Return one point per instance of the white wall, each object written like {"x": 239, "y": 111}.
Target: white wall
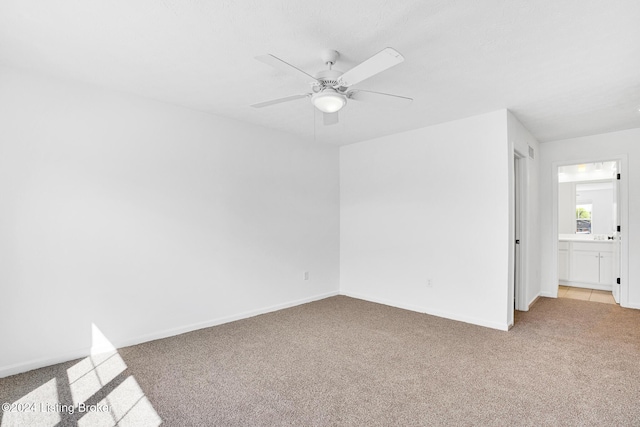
{"x": 567, "y": 208}
{"x": 149, "y": 220}
{"x": 432, "y": 203}
{"x": 582, "y": 150}
{"x": 520, "y": 139}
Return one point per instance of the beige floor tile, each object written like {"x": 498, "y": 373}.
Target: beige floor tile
{"x": 578, "y": 293}
{"x": 606, "y": 298}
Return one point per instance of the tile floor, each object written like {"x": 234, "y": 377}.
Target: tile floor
{"x": 585, "y": 294}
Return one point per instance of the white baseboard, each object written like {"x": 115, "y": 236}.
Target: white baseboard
{"x": 438, "y": 313}
{"x": 18, "y": 368}
{"x": 533, "y": 301}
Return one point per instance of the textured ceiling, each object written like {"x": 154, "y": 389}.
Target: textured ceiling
{"x": 565, "y": 68}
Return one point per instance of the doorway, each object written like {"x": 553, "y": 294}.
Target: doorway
{"x": 588, "y": 229}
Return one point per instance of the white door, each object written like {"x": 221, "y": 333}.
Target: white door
{"x": 615, "y": 271}
{"x": 606, "y": 268}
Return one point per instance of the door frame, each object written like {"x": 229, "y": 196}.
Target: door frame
{"x": 623, "y": 206}
{"x": 518, "y": 286}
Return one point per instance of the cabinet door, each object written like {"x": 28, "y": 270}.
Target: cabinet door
{"x": 563, "y": 264}
{"x": 606, "y": 268}
{"x": 585, "y": 266}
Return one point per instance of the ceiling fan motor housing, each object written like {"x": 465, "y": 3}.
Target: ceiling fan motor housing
{"x": 327, "y": 78}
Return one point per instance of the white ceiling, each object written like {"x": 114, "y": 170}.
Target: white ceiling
{"x": 565, "y": 68}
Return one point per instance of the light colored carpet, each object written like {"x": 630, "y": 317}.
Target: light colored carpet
{"x": 342, "y": 361}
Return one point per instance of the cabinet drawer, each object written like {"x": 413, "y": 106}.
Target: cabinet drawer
{"x": 597, "y": 247}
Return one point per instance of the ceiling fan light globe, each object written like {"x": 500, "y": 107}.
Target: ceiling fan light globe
{"x": 329, "y": 101}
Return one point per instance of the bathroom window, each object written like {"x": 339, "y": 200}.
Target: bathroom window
{"x": 583, "y": 218}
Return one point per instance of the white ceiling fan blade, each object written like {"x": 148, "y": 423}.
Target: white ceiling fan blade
{"x": 279, "y": 100}
{"x": 330, "y": 118}
{"x": 379, "y": 62}
{"x": 284, "y": 66}
{"x": 384, "y": 99}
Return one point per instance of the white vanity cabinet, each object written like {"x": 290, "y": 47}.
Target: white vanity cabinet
{"x": 563, "y": 260}
{"x": 586, "y": 264}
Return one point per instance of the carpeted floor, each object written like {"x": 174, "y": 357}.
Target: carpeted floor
{"x": 342, "y": 361}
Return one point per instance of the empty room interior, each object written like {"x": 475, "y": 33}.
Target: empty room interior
{"x": 338, "y": 213}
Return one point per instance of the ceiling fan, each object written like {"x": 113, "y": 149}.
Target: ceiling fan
{"x": 332, "y": 88}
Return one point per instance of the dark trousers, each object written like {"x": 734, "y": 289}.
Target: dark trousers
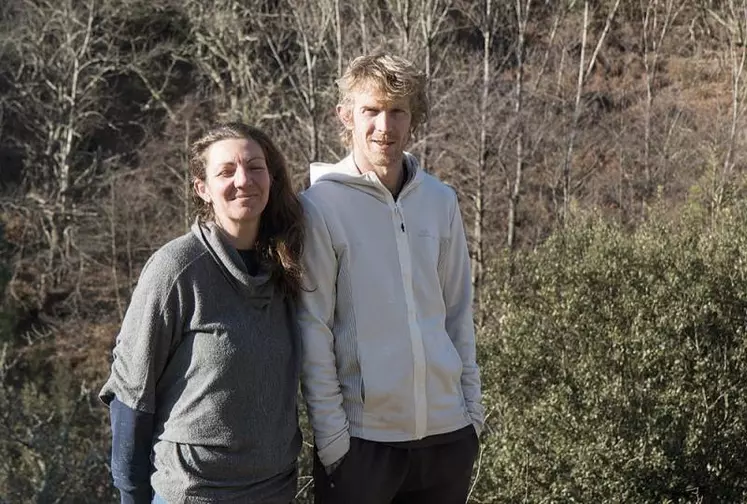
{"x": 377, "y": 473}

···

**Assignment:** When you copy the lines above, drop the pictures and keep everything else exact.

**Solution for this exercise:**
Return one point per instance of the white wall, each object written like {"x": 239, "y": 111}.
Target: white wall
{"x": 567, "y": 208}
{"x": 149, "y": 220}
{"x": 432, "y": 203}
{"x": 582, "y": 150}
{"x": 520, "y": 139}
Return one point per instance of the beige floor tile, each object written like {"x": 498, "y": 373}.
Target: beige floor tile
{"x": 578, "y": 293}
{"x": 606, "y": 298}
Return one point per instance of the tile floor, each object written like {"x": 234, "y": 377}.
Target: tile floor
{"x": 585, "y": 294}
Return one point per instance of the white baseboard, each object written like {"x": 115, "y": 236}.
Target: white baseboard
{"x": 438, "y": 313}
{"x": 18, "y": 368}
{"x": 533, "y": 301}
Return one point per instance of the textured ceiling, each object written like {"x": 154, "y": 389}.
Target: textured ceiling
{"x": 565, "y": 68}
Return one point per instance of the doorway, each object written like {"x": 553, "y": 294}.
Target: doorway
{"x": 588, "y": 229}
Return one point per instance of the white door, each object written like {"x": 221, "y": 333}.
Target: white door
{"x": 615, "y": 271}
{"x": 606, "y": 268}
Return one point per instance of the door frame, each object written like {"x": 229, "y": 196}.
Target: door frame
{"x": 623, "y": 206}
{"x": 518, "y": 286}
Return one point per instance of the cabinet door, each object written like {"x": 28, "y": 270}.
Target: cabinet door
{"x": 563, "y": 264}
{"x": 606, "y": 268}
{"x": 585, "y": 266}
Return one point per instance of the ceiling fan motor housing, each object written like {"x": 465, "y": 3}.
Target: ceiling fan motor housing
{"x": 327, "y": 78}
Return one point per instance of the white ceiling, each object written like {"x": 114, "y": 170}.
Target: white ceiling
{"x": 565, "y": 68}
Return one point per instance of the light colored carpet, each object written like {"x": 630, "y": 317}.
Target: light colored carpet
{"x": 342, "y": 361}
Return one point per instance of the cabinet drawer, each object written like {"x": 413, "y": 106}.
Target: cabinet drawer
{"x": 597, "y": 247}
Return one point per instance of the ceiling fan light globe, each object written like {"x": 500, "y": 107}.
Target: ceiling fan light globe
{"x": 329, "y": 101}
Return one point per instance of the bathroom window, each object written like {"x": 339, "y": 200}.
Target: bathroom window
{"x": 583, "y": 218}
Return one point per instance of the white ceiling fan blade, each object written like {"x": 148, "y": 423}.
Target: white ceiling fan blade
{"x": 279, "y": 100}
{"x": 330, "y": 118}
{"x": 379, "y": 62}
{"x": 284, "y": 66}
{"x": 384, "y": 99}
Return one point per instance of the white vanity cabinet, each object written like {"x": 290, "y": 47}.
Target: white vanity cabinet
{"x": 563, "y": 260}
{"x": 586, "y": 264}
Return one point per instance of the carpeted floor, each object written like {"x": 174, "y": 357}.
Target: carpeted floor
{"x": 342, "y": 361}
Return one point per instance of the empty room interior, each object written like {"x": 475, "y": 33}.
Target: empty room interior
{"x": 338, "y": 213}
Return one point per instance of the ceiling fan, each object written like {"x": 113, "y": 149}.
Target: ceiling fan
{"x": 332, "y": 88}
Return one point per instance of the dark trousers, each object written like {"x": 734, "y": 289}.
Target: dark trousers
{"x": 377, "y": 473}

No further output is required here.